DOCUMENT EXTRACT —
* * * *
[rrd-users] trying to understand the relationship between source data, what's in rrd and what gets plotted

Fri Jul 20 22:20:28 CEST 2007

I'd say my problems arose from the fact that I could find any 
description on what average, min, max and last do!  If they're already 
somewhere may all that's needed is a link, but I didn't see anything.  
That said, under create manpage under RRA I'd expand the description of 
the consolidate function and also include sections for each of these 4 
options in the same way there are sections for gauge, counter, derive, 
absolute adn compute under DS.  For example (and only just a suggestion 
building on what's already there):

"The data is also processed with the consolidation function (/CF/) of 
the archive. When there is more than one data element [better words?] to 
be stored in the same cell [I'm not familiar enough to know what rrd 
calls these] those data elements must be consolidated into1and you must 
select how that consolidation is to be done by selecting one of the follow:

AVERAGE - all the data elements are averaged.
MIN - the smallest data element is chosen
LAST - the last data element is used
MAX - the data element with the maximum value is used

One must also realize this process is not perfect.  It you have a lot of 
samples being consolidated into a single one and there is spike or a 
very low value, they will probably never be seen if you're using 
average.  On the other hand if you have a lot of small values and a 
single spike being consolidated, you could get misleading results if you 
chose max.

This effect can be even more noticeable when plotting because the 
default plot width of 400 so all data must fit into one of 400 points.
* * * *
(Stored items)
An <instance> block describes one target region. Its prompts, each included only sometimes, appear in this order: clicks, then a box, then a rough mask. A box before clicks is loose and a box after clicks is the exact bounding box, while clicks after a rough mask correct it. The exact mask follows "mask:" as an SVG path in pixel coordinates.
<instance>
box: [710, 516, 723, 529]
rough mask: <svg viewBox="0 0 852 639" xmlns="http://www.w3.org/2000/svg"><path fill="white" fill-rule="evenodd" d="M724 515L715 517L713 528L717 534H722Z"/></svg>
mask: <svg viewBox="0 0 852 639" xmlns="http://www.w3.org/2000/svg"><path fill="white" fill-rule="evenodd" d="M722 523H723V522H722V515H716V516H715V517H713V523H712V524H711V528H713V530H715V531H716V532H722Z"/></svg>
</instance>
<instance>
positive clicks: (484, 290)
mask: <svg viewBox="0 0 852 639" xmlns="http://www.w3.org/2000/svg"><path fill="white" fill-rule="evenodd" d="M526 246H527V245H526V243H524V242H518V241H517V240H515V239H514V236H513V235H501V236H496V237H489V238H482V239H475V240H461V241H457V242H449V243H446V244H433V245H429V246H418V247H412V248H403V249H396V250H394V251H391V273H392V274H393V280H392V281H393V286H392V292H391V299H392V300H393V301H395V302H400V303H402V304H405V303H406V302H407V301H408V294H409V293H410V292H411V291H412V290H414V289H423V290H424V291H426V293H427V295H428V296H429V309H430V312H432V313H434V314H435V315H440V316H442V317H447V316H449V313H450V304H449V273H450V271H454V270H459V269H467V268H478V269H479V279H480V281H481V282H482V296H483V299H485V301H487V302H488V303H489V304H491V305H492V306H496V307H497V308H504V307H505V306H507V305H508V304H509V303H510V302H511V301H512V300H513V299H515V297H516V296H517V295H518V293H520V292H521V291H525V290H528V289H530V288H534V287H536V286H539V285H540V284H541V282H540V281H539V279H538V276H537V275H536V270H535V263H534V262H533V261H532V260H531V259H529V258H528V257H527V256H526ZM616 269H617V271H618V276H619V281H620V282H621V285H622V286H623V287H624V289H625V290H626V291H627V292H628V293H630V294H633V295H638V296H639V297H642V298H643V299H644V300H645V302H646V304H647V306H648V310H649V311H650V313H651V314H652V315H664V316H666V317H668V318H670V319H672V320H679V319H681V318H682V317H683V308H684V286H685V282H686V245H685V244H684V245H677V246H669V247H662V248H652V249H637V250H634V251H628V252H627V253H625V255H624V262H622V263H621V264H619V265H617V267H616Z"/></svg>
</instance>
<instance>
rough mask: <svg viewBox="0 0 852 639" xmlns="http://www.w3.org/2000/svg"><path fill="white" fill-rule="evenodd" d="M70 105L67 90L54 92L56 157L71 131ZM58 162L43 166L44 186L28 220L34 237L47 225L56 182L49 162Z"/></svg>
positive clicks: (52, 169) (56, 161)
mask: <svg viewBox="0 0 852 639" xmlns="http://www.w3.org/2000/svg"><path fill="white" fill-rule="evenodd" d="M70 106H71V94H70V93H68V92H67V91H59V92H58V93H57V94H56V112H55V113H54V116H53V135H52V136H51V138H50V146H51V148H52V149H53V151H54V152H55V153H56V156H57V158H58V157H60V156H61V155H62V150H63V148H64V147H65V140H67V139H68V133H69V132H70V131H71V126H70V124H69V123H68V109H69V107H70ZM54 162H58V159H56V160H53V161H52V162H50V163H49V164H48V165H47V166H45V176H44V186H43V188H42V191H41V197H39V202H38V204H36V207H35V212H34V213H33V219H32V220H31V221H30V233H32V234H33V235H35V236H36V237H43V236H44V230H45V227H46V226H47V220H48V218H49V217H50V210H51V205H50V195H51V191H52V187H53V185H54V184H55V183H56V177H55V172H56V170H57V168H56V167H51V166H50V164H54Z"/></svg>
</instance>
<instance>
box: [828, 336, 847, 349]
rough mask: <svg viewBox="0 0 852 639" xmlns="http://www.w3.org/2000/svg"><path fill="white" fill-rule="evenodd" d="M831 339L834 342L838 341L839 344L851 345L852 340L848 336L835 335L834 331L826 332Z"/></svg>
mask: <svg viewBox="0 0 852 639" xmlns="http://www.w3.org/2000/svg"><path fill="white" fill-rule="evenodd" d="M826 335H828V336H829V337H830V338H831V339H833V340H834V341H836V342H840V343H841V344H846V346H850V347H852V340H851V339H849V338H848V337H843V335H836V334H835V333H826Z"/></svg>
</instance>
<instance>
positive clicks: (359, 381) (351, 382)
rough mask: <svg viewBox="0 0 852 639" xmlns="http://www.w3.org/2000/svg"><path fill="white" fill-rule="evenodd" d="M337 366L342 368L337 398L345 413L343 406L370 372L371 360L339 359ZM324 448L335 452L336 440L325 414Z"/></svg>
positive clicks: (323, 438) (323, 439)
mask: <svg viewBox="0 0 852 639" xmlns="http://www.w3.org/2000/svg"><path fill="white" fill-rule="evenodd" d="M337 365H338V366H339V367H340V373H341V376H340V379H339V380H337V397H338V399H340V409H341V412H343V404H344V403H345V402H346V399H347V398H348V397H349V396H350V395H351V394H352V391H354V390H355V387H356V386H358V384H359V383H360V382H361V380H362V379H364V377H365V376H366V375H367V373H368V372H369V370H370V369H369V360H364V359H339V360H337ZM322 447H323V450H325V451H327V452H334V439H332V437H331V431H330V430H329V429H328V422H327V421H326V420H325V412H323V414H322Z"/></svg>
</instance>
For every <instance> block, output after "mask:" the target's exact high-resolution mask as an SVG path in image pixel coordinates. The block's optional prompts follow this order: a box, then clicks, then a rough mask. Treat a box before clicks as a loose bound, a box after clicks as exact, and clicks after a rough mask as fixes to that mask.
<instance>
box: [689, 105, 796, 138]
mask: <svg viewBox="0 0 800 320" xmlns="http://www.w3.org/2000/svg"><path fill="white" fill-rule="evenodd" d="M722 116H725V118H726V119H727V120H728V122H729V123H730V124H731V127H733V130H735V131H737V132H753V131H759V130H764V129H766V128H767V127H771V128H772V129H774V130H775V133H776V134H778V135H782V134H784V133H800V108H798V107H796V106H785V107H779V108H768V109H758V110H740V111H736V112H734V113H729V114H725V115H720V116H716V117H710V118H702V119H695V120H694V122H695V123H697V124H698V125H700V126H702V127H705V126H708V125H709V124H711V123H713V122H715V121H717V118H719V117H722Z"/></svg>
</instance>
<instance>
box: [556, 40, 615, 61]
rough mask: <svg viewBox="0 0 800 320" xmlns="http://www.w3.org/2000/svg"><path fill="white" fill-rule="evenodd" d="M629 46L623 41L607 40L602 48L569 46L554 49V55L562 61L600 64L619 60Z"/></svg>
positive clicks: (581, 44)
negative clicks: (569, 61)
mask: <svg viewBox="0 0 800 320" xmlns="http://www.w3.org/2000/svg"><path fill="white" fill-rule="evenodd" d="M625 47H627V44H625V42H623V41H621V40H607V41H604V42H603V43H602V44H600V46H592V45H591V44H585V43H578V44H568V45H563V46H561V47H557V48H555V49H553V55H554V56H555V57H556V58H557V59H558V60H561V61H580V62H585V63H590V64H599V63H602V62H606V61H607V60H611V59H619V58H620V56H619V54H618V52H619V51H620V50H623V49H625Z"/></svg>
* * * *
WHAT YOU WILL DO —
(a) Set down, word for word, the portion of the rrd-users post starting with "That said, under" and going on through "elements are averaged.".
(b) Rewrite the entries starting with the first line and going on through the line with "515L715 517L713 528L717", replacing "rough mask" with "coarse mask" and leaving everything else unchanged.

ANSWERS PER TASK —
(a)
That said, under create manpage under RRA I'd expand the description of 
the consolidate function and also include sections for each of these 4 
options in the same way there are sections for gauge, counter, derive, 
absolute adn compute under DS.  For example (and only just a suggestion 
building on what's already there):

"The data is also processed with the consolidation function (/CF/) of 
the archive. When there is more than one data element [better words?] to 
be stored in the same cell [I'm not familiar enough to know what rrd 
calls these] those data elements must be consolidated into1and you must 
select how that consolidation is to be done by selecting one of the follow:

AVERAGE - all the data elements are averaged.

(b)
An <instance> block describes one target region. Its prompts, each included only sometimes, appear in this order: clicks, then a box, then a coarse mask. A box before clicks is loose and a box after clicks is the exact bounding box, while clicks after a coarse mask correct it. The exact mask follows "mask:" as an SVG path in pixel coordinates.
<instance>
box: [710, 516, 723, 529]
coarse mask: <svg viewBox="0 0 852 639" xmlns="http://www.w3.org/2000/svg"><path fill="white" fill-rule="evenodd" d="M724 515L715 517L713 528L717 534H722Z"/></svg>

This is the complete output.